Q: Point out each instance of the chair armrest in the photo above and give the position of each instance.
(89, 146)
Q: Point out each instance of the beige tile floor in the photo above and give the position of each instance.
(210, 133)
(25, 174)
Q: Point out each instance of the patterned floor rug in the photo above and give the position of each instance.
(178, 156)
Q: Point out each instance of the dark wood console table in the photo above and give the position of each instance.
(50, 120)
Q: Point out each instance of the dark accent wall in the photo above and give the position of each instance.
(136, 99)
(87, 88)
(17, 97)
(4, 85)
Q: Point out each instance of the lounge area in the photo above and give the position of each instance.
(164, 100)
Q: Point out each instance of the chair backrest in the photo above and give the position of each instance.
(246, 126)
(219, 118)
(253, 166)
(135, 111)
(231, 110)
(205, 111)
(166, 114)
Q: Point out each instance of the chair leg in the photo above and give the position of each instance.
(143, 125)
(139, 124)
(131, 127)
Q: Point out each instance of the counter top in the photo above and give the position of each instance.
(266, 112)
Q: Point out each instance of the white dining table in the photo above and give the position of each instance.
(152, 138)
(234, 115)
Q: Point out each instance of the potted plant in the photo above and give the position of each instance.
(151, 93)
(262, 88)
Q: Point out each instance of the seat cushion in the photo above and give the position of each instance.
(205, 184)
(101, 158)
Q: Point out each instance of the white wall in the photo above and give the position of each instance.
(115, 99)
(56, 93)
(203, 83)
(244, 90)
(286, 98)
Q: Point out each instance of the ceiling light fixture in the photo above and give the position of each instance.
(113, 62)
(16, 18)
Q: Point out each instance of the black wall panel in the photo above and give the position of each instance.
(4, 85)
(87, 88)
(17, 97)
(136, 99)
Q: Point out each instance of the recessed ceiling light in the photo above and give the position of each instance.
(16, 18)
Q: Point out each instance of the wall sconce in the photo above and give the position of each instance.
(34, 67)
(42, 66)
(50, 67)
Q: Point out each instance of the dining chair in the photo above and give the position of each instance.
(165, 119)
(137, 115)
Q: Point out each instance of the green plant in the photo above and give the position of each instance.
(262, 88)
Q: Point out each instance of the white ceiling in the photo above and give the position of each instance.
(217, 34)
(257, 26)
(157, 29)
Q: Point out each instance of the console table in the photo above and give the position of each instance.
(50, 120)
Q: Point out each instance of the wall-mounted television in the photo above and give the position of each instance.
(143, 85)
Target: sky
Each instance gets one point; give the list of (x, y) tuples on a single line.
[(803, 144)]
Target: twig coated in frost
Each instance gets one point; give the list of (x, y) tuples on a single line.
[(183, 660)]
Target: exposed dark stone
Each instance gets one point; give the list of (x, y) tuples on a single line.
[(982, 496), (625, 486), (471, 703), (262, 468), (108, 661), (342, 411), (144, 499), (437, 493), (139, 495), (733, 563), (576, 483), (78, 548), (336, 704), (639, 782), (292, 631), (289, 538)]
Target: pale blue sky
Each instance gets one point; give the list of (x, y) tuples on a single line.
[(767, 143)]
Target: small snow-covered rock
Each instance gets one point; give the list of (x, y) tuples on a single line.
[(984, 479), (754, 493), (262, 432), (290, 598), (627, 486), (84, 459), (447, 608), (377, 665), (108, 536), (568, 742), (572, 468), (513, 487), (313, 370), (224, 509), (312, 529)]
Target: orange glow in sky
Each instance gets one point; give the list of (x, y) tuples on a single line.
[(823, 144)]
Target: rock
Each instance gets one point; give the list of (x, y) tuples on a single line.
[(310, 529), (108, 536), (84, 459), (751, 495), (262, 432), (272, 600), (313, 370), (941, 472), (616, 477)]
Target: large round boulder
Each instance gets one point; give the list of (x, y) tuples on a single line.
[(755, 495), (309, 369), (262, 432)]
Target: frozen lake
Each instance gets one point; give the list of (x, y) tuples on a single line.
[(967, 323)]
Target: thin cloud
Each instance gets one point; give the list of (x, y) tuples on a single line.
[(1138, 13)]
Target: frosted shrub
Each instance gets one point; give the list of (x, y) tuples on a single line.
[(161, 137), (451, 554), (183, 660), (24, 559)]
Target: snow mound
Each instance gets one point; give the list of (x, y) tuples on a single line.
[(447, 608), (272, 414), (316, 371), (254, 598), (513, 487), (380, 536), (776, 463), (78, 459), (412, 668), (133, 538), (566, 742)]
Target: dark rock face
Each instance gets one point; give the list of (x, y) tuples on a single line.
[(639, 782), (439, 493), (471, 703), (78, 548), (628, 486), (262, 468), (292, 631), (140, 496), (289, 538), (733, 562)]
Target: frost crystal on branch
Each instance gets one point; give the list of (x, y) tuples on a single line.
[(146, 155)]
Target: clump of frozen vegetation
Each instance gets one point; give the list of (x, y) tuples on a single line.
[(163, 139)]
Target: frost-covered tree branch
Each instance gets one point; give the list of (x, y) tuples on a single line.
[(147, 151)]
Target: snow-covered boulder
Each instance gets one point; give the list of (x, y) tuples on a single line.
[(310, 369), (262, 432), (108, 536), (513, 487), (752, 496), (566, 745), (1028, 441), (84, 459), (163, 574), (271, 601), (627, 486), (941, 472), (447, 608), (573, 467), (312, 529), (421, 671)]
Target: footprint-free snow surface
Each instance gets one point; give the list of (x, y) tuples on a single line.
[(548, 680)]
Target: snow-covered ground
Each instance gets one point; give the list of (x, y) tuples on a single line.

★ ★ ★ ★ ★ ★ ★

● Work to be completed
Write out the data again in full. Match it exactly.

● Answer section
Q: Point out each instance of the chair armrest in the photo above and give the position of each instance.
(89, 146)
Q: Point out each instance of the beige tile floor in the photo above and give the position of each instance.
(210, 133)
(25, 174)
Q: Point out each instance of the patterned floor rug in the photo above and give the position of each instance.
(178, 156)
Q: Point out each instance of the dark wood console table in the photo above and give the position of each instance.
(50, 120)
Q: Point out each instance of the dark accent wall in the photo above and give the position of each instance.
(136, 99)
(87, 88)
(17, 97)
(4, 85)
Q: Point out each instance of the lounge area in the photo above and give the position of each instance.
(164, 100)
Q: Point out each instance of the chair backrest in the photo above and give the position of each instance.
(246, 126)
(219, 118)
(253, 166)
(135, 111)
(231, 110)
(205, 111)
(166, 114)
Q: Point out each instance of the chair leg in the photo above and give the position of each instance.
(143, 125)
(139, 124)
(131, 127)
Q: Point out each instance of the counter top in the photo above and give the position of each instance.
(266, 112)
Q: Point out each instance of the white dining table in the photo above and give the position of each instance.
(152, 138)
(234, 115)
Q: Point out each instance of the potted plant in the photo above and give the position of each instance.
(151, 93)
(262, 88)
Q: Point out each instance of the seat cushion in the photo above and give the position of each instance.
(205, 184)
(101, 158)
Q: Point out each instance of the white wall in the photo above and give the position of each instance.
(115, 99)
(56, 93)
(203, 83)
(244, 90)
(286, 98)
Q: Point out each instance of the ceiling light fixture in the photo above and give the position of each instance.
(113, 62)
(16, 18)
Q: Point out each instance of the black wall panel in the photo above and give the position of each instance.
(4, 85)
(87, 88)
(17, 97)
(136, 99)
Q: Point out each instance of the recessed ceiling light in the photo above and give the position of each instance.
(16, 18)
Q: Point out each instance of the wall sconce in the photo above and give the position of each instance.
(34, 67)
(42, 66)
(50, 67)
Q: Point out each instance of the dining chair in the photo above and give the position of each instance.
(165, 119)
(137, 115)
Q: Point out each instance of the green plant in the photo above and give the position of each instance.
(262, 88)
Q: Point out each instance of the white ceiling in the photo above and give the position of each instance.
(217, 34)
(257, 26)
(157, 29)
Q: Point out each instance of the console table in the photo above and give the position of each instance.
(50, 120)
Q: Point out each instance of the wall-mounted television in the photo above and give the position of each instance.
(143, 85)
Target: sky
Each instance gets one point; give the list of (x, y) tuples on a single line.
[(803, 144)]
Target: twig coated in frost
Each instance gets one point; give the list of (x, y) tuples on a single line.
[(183, 660)]
Target: exposed dark stone
Each instance gets one point; give the list of (x, y) tuples on a single line.
[(982, 496), (625, 486), (471, 703), (262, 468), (108, 661), (342, 411), (144, 499), (437, 493), (139, 495), (733, 563), (576, 483), (78, 548), (336, 704), (639, 782), (292, 631), (289, 538)]
Target: pale blue sky
Each instance gets one point; give the list of (x, y) tuples on a single line.
[(767, 143)]
Target: small snow-covered rock
Each instance gets one point; give the list of (x, y) tuples on a single line.
[(984, 479), (754, 493), (262, 432), (290, 598), (627, 486), (84, 459), (447, 608), (377, 665), (108, 536), (568, 742), (572, 468), (513, 487), (313, 370), (224, 509), (312, 529)]
Target: orange glow in sky
Each instance gets one point; give the list of (x, y) tuples on a single line.
[(823, 144)]
Target: rock
Each instance gets one point; give the list of (x, y) tuples on a single line.
[(310, 529), (108, 536), (84, 459), (751, 495), (262, 432), (272, 600), (313, 370), (941, 472), (616, 477)]
Target: large round boulder
Each instance gets one point; give the list of (x, y) tuples on a single line.
[(755, 495), (309, 369), (262, 432)]
Target: frozen lake
Each instance gets one point; give the list of (x, y) tuples on a single line.
[(967, 323)]
Target: thin cloud
Each instance gets one point; give the list of (x, y) tuples on a single line.
[(1138, 13)]
Target: frosted shrub
Each instance gets one point; give the list of (x, y) tuples on a single line.
[(161, 137), (451, 554), (183, 660), (24, 559)]
Target: snow mound
Each instance gets one point; give the list of (x, y) tuples on a single line.
[(447, 608), (272, 414), (316, 371), (254, 598), (513, 487), (380, 536), (776, 463), (78, 459), (412, 668), (133, 538), (566, 742)]
Target: dark rock face
Each instance gets one point; give the list of (x, y) tuples on a single line.
[(639, 782), (439, 493), (471, 703), (78, 548), (628, 486), (262, 468), (292, 631), (140, 496), (289, 538), (733, 562)]
Target: frost crystal on branch
Each instance gets one point; give the list of (x, y) tuples on a single line.
[(146, 155)]
Target: clump of frozen vegetation
Each instance gets one point; give the list of (x, y) tuples on a single line.
[(163, 139)]
Target: frost-covered tree branch
Each instance gets one point; give the list of (x, y) tuples on a single line.
[(147, 151)]
Target: snow-covered boulder
Each instance gets one point; give the list of (x, y) tuples on a single line.
[(310, 369), (262, 432), (108, 536), (513, 487), (752, 496), (566, 745), (1028, 441), (84, 459), (163, 574), (271, 601), (627, 486), (941, 472), (447, 608), (573, 467), (312, 529), (421, 671)]
Target: footprint-free snow surface
Each instance gets one point; give the list of (x, y) tuples on a single line.
[(548, 680)]
Target: snow-covered ground
Each instance gets one point; give the list of (x, y) tuples on a single line.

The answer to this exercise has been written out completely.